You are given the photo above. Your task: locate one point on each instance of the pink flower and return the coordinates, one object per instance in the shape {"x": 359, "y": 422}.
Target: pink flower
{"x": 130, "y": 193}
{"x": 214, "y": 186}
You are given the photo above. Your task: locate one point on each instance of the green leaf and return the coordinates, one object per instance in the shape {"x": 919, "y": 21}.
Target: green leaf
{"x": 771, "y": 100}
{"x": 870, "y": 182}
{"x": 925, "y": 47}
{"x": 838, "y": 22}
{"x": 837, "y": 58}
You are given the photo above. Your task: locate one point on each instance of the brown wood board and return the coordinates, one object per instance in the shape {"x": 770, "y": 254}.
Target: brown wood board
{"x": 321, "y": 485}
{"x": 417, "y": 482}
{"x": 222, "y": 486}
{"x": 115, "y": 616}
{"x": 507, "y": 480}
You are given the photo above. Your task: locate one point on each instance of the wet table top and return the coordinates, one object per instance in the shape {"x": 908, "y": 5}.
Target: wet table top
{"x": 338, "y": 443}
= = = = = = =
▶ ABOUT THIS TASK: The full listing should be restated word for word.

▶ WRITTEN ANSWER:
You are given the photo above. Your task: locate one point on each instance of the pink flower and return the coordinates, one object per instance in the shape {"x": 359, "y": 422}.
Target: pink flower
{"x": 130, "y": 193}
{"x": 214, "y": 186}
You are given the photo above. Your task: locate one point on each instance of the green leaf and return the coordinates, one object per instance in the shape {"x": 919, "y": 21}.
Target: green leaf
{"x": 771, "y": 100}
{"x": 870, "y": 182}
{"x": 925, "y": 47}
{"x": 838, "y": 22}
{"x": 837, "y": 58}
You are given the photo above. Your task: locate one point on each instance of the brown wood board and return the coordinates, one object per instance in the shape {"x": 770, "y": 254}.
Target: brown wood board
{"x": 321, "y": 485}
{"x": 417, "y": 482}
{"x": 222, "y": 486}
{"x": 115, "y": 616}
{"x": 507, "y": 480}
You are given the photo above. Your task: locate one point on each instance of the wet table top and return the coordinates, one object per instance in the shape {"x": 908, "y": 5}.
Target: wet table top
{"x": 338, "y": 443}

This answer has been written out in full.